**EXERCISE DIRECTIONS:** Reproduce the Silk Road journey passage below word for word, everything from "At Sivas, like" down to "onto open plains.".

**PASSAGE PROVIDED:**
───
The "Silk Road Express," as our mechanized caravan had been dubbed, was making slow progress. For although modern highways and railroads have replaced tortuous caravan trails along the Silk Roads, these links too can be tenuous in the face of natural or human forces. The railroad traversing eastern Turkey, for example, is only a single track - and now it was blocked by a derailment far up ahead, beyond Sivas.

But then, this never was one of the easiest of the Silk Roads; rather, it was a mountainous diversion to be used when both the steppes to the north and the deserts to the south were impassable.

Although the label "silk road" is widely used, there never really was a single road, but rather a shifting network of roads, desert trails and mountain tracks that were used more heavily or less as empires and markets flourished or declined, or as merchants sought safer, more practical detours in time of war, plague or famine.

The "Silk Road Express" on its tortuous run to Erzurum.
The "Silk Road Express" on its tortuous run to Erzurum.

Similarly, we now struck off through the mountains of eastern Turkey, across the Soviet republics of Georgia and Azerbaijan and over the Caspian Sea, to avoid the conflict between Iraq and Iran.

Because of delays caused by the derailment, it was after dark when we pulled into Sivas, on the eastern fringe of the Anatolian Plateau. But even by flashlight, the splendid sculptured stonework of the great religious colleges of Gökmedresse and Çifte Minareli made it clear why these buildings are considered two of the finest works of medieval Turkish art.

Erzurum was once a key caravan crossroad.
Erzurum was once a key caravan crossroad.
Erzurum and a few of its senior citizens.
Erzurum and a few of its senior citizens.

At Sivas, like the merchants of old, we picked up a security escort. Ours comprised four Turkish plainclothesmen, small arms bulging under smart suits, who accompanied us through eastern Turkey, inhabited by tribal Kurds who occasionally threaten travelers. During that night we passed the derailment, edging past freight cars toppled crazily by the track. But the delay did have its compensations: We made most of the twisting, uphill run to Erzurum by daylight, instead of in the dark, as scheduled, powering between high mountains, weaving alongside tumbling river torrents and bursting out of black tunnels onto open plains.

The seasons, as well as the scenery, changed too: Here leaves of the ubiquitous poplars were already an autumnal gold, and smoke curled lazily from the chimneys of farmhouses whose flat roofs were piled high with fodder for the fast-approaching winter.

Erzurum, situated amid high mountains at 2,000 meters (6,500 feet), was busy too preparing for winter: Hundreds of shiny metal stoves were on sale on sidewalks swept by icy winds. In smoky, overheated coffee houses, Turks with scrub-brush moustaches drank black tea, a sugar lump held beneath the tongue to sweeten the strong brew.
───
**DATA PROVIDED:**

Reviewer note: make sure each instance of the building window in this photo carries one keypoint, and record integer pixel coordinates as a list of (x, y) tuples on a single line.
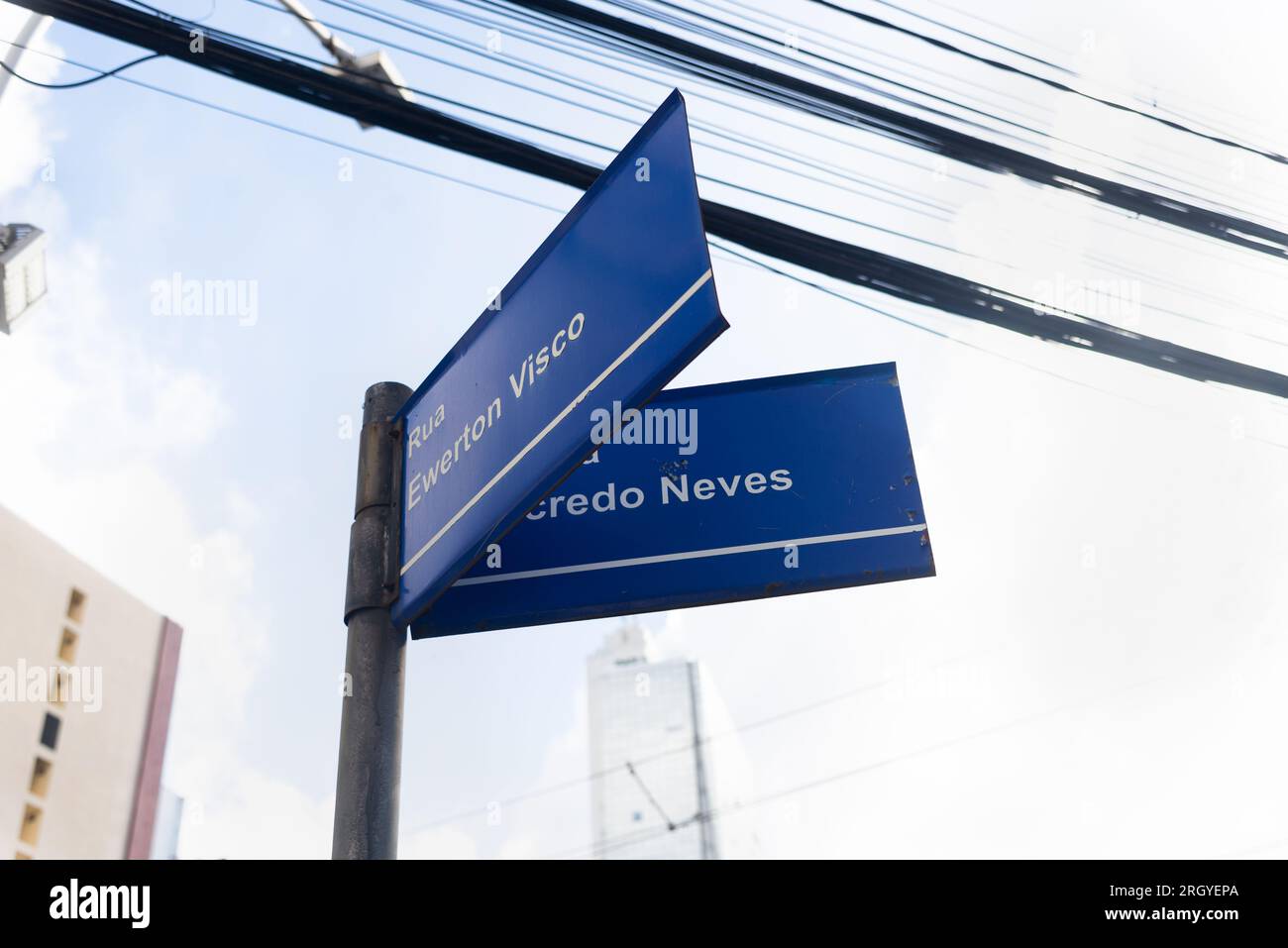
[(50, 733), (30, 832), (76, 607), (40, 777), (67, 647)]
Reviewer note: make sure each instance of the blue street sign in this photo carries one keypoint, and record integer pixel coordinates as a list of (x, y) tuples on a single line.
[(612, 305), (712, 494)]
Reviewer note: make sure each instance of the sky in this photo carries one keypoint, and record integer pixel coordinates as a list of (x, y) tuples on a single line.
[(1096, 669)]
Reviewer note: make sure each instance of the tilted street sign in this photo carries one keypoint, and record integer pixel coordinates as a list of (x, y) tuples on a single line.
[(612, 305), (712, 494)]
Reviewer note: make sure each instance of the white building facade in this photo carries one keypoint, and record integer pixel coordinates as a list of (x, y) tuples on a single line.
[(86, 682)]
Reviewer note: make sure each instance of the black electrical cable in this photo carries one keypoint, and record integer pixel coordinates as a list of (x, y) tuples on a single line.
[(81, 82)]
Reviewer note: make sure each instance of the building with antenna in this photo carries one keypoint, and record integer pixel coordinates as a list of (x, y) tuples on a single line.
───
**RESULT FOR THIS EXERCISE:**
At Sivas, like the merchants of old, we picked up a security escort. Ours comprised four Turkish plainclothesmen, small arms bulging under smart suits, who accompanied us through eastern Turkey, inhabited by tribal Kurds who occasionally threaten travelers. During that night we passed the derailment, edging past freight cars toppled crazily by the track. But the delay did have its compensations: We made most of the twisting, uphill run to Erzurum by daylight, instead of in the dark, as scheduled, powering between high mountains, weaving alongside tumbling river torrents and bursting out of black tunnels onto open plains.